▶ _WORK REQUEST_
Look for the string "conifer" in the listing below and copy every line in which it appears.

══════════

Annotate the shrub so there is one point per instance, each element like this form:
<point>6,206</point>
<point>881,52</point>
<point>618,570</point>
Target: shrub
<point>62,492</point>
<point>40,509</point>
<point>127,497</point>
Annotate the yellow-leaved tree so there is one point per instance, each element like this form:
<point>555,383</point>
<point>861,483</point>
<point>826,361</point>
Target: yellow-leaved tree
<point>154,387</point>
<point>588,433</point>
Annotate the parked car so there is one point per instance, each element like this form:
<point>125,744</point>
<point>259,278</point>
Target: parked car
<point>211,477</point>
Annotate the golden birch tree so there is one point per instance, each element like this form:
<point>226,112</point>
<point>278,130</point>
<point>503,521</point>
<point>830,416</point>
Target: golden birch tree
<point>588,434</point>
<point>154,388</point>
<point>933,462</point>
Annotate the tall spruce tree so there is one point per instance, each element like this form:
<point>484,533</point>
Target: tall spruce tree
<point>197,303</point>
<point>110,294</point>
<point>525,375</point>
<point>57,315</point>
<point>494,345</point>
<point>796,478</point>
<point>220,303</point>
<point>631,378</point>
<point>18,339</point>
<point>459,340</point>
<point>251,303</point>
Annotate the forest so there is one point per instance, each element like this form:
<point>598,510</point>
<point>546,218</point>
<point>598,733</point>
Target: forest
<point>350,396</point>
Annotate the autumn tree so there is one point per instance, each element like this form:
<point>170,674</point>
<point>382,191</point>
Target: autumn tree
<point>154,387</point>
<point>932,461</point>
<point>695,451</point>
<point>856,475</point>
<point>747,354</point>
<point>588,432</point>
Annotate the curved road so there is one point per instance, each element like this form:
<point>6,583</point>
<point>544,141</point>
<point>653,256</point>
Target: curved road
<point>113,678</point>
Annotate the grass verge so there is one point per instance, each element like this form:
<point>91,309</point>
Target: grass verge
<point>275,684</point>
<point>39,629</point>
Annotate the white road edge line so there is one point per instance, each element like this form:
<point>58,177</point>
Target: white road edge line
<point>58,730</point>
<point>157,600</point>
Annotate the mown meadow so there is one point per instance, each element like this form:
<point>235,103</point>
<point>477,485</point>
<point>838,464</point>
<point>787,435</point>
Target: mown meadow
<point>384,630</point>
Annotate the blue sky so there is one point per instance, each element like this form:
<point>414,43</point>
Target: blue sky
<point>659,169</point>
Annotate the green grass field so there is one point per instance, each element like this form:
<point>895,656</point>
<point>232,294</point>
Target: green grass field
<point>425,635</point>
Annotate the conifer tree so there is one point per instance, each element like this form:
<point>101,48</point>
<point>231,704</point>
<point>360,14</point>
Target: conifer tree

══════════

▶ _WRITTEN REPLY_
Annotate the conifer tree so there is one point per instance, each element like this form:
Target: conifer tree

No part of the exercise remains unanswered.